[Source data — start]

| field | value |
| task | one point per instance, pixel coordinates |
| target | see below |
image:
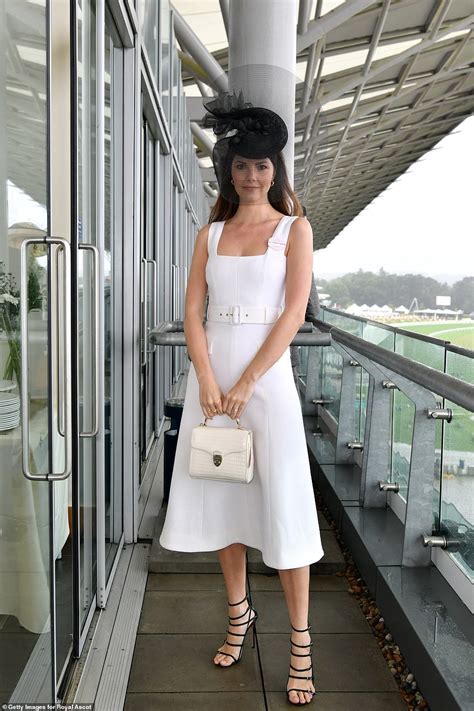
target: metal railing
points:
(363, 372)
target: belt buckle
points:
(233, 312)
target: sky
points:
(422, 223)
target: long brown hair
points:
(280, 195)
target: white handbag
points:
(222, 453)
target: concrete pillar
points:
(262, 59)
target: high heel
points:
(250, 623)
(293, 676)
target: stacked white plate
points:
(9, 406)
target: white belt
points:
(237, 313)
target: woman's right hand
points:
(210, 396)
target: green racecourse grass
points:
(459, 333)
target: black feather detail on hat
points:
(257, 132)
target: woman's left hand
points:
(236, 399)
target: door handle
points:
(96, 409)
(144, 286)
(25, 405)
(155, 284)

[Source data — finish]
[Source data — start]

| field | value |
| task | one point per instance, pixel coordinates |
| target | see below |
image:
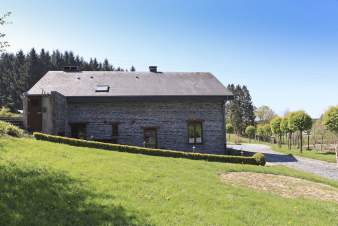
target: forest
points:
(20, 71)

[Source data — finish]
[Source data — start]

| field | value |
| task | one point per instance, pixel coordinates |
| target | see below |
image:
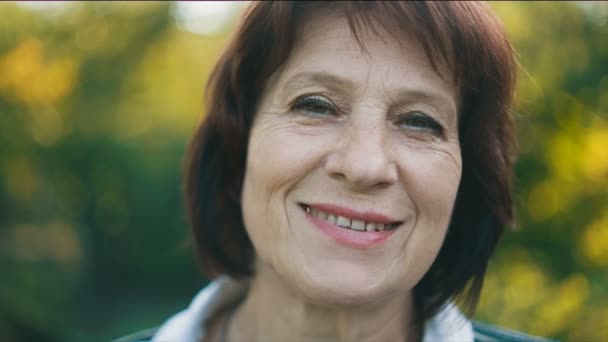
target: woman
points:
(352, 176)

[Source data — finish]

▶ _What the exercise asks_: Would you state how many lines of the data above hold the string "white"? Reply with the number alone.

▶ _Task output_: 3